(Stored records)
◇ ◇ ◇ ◇ ◇
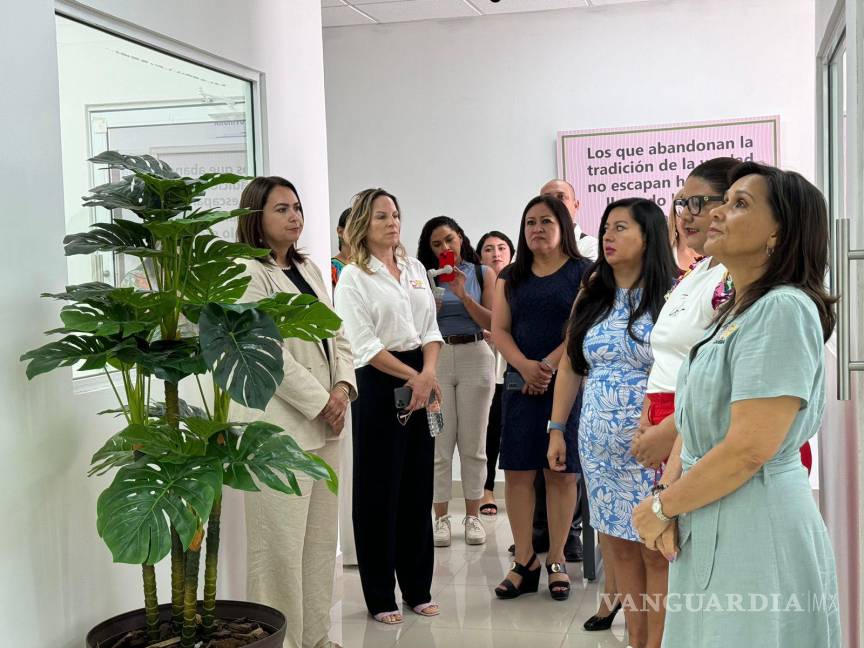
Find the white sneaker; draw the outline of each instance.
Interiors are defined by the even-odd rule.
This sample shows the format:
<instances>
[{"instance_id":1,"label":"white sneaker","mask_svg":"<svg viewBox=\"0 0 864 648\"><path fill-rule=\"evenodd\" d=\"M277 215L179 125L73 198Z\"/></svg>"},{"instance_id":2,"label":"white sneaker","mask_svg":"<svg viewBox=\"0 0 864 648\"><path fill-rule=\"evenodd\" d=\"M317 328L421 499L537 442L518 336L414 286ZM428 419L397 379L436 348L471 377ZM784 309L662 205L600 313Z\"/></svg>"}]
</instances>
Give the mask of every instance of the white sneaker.
<instances>
[{"instance_id":1,"label":"white sneaker","mask_svg":"<svg viewBox=\"0 0 864 648\"><path fill-rule=\"evenodd\" d=\"M465 544L480 545L486 542L486 529L483 528L483 523L480 518L473 515L466 515L462 520L462 526L465 527Z\"/></svg>"},{"instance_id":2,"label":"white sneaker","mask_svg":"<svg viewBox=\"0 0 864 648\"><path fill-rule=\"evenodd\" d=\"M442 515L435 518L435 531L432 533L433 542L436 547L450 546L450 516Z\"/></svg>"}]
</instances>

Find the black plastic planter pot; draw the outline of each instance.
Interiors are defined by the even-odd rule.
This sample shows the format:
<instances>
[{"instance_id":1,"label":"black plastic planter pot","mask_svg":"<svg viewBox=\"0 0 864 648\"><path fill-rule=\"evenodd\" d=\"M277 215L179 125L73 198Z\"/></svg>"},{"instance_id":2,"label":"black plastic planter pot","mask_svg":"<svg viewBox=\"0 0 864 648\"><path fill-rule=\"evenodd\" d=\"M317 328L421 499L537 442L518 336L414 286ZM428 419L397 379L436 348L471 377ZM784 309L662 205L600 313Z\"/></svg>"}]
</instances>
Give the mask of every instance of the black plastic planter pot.
<instances>
[{"instance_id":1,"label":"black plastic planter pot","mask_svg":"<svg viewBox=\"0 0 864 648\"><path fill-rule=\"evenodd\" d=\"M201 612L201 601L198 601L198 612ZM282 648L285 639L285 616L279 611L260 603L245 601L216 601L216 616L220 619L241 619L258 622L261 627L271 632L269 637L247 644L246 648ZM159 621L171 619L171 604L159 606ZM103 621L87 633L87 648L110 646L127 632L139 630L146 625L144 608L134 612L126 612Z\"/></svg>"}]
</instances>

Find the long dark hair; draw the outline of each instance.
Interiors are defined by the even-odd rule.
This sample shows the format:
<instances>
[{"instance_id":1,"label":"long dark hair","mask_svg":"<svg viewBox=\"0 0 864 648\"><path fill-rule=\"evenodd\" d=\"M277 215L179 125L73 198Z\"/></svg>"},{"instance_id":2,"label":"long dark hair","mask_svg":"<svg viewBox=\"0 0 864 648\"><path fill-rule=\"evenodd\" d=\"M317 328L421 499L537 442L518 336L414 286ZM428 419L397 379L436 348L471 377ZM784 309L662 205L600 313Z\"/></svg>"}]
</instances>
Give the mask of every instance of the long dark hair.
<instances>
[{"instance_id":1,"label":"long dark hair","mask_svg":"<svg viewBox=\"0 0 864 648\"><path fill-rule=\"evenodd\" d=\"M757 162L742 162L729 173L729 185L744 176L759 175L768 185L768 204L779 226L777 245L765 264L765 273L723 304L717 312L717 328L737 317L777 286L794 286L804 291L819 311L822 337L831 337L836 324L836 297L824 287L828 267L828 207L825 197L802 175ZM844 297L846 297L844 295ZM691 357L698 350L697 345Z\"/></svg>"},{"instance_id":2,"label":"long dark hair","mask_svg":"<svg viewBox=\"0 0 864 648\"><path fill-rule=\"evenodd\" d=\"M486 232L480 239L477 241L477 254L479 255L483 251L483 245L486 243L486 239L488 238L497 238L501 239L507 244L507 247L510 248L510 258L513 258L513 255L516 254L516 248L513 247L513 241L510 240L510 237L507 236L504 232L499 232L498 230L490 230Z\"/></svg>"},{"instance_id":3,"label":"long dark hair","mask_svg":"<svg viewBox=\"0 0 864 648\"><path fill-rule=\"evenodd\" d=\"M613 209L624 208L630 212L633 220L642 231L645 238L645 251L642 254L642 272L634 286L642 287L642 298L638 305L633 303L633 293L628 294L630 317L627 320L627 333L637 342L644 342L636 337L633 324L645 313L656 321L660 309L666 301L666 293L672 286L676 275L675 260L669 249L666 229L666 216L656 204L645 198L624 198L606 205L603 217L600 219L601 239L597 262L592 268L589 278L584 282L582 291L573 306L573 314L567 325L567 355L573 370L579 374L588 373L588 361L582 352L582 344L588 329L602 320L615 303L615 274L612 266L606 260L602 239L606 230L606 221Z\"/></svg>"},{"instance_id":4,"label":"long dark hair","mask_svg":"<svg viewBox=\"0 0 864 648\"><path fill-rule=\"evenodd\" d=\"M267 204L270 192L276 187L286 187L293 191L300 202L300 213L303 214L303 201L300 200L300 193L292 182L279 176L258 176L246 185L243 193L240 194L239 207L254 211L237 219L237 241L259 248L269 247L267 241L264 240L264 205ZM303 219L306 219L306 214L303 214ZM293 264L295 261L299 263L305 258L305 255L297 250L297 246L292 245L285 260ZM273 259L271 254L271 256L259 259L259 261L272 263Z\"/></svg>"},{"instance_id":5,"label":"long dark hair","mask_svg":"<svg viewBox=\"0 0 864 648\"><path fill-rule=\"evenodd\" d=\"M427 270L438 267L438 257L432 251L430 239L432 238L432 232L442 226L449 227L462 238L462 249L459 250L459 256L462 257L463 262L480 263L480 257L477 256L477 252L471 246L471 241L468 240L465 231L459 227L459 223L449 216L436 216L426 221L423 230L420 232L420 239L417 241L417 258L420 259L420 263Z\"/></svg>"},{"instance_id":6,"label":"long dark hair","mask_svg":"<svg viewBox=\"0 0 864 648\"><path fill-rule=\"evenodd\" d=\"M528 201L525 209L522 211L522 220L519 221L519 240L516 243L516 258L506 268L501 270L504 274L503 278L507 280L505 285L505 294L507 299L510 299L511 291L531 276L531 266L534 263L534 253L528 247L528 240L525 238L525 219L531 208L539 204L546 205L558 221L558 227L561 229L561 252L571 259L584 259L585 257L579 252L576 247L576 236L573 234L573 219L570 218L570 212L567 211L567 206L555 198L554 196L535 196Z\"/></svg>"}]
</instances>

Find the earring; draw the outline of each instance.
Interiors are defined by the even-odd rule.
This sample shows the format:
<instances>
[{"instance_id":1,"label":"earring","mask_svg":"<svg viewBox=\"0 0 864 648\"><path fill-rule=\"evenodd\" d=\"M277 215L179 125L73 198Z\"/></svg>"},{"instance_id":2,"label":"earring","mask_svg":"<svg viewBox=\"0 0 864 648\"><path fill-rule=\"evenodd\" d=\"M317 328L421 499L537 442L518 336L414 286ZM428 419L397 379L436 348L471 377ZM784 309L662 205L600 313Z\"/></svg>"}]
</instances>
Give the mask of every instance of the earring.
<instances>
[{"instance_id":1,"label":"earring","mask_svg":"<svg viewBox=\"0 0 864 648\"><path fill-rule=\"evenodd\" d=\"M773 247L766 247L765 253L770 257L772 254L774 254L774 248Z\"/></svg>"}]
</instances>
◇ ◇ ◇ ◇ ◇
» **Work instructions**:
Extract each line from the entries above that contains the string "draw".

» **Response below**:
Find the white sneaker; draw the outline of each instance.
Find the black plastic planter pot; draw the outline of each instance.
Find the long dark hair; draw the outline of each instance.
Find the earring; draw the outline of each instance.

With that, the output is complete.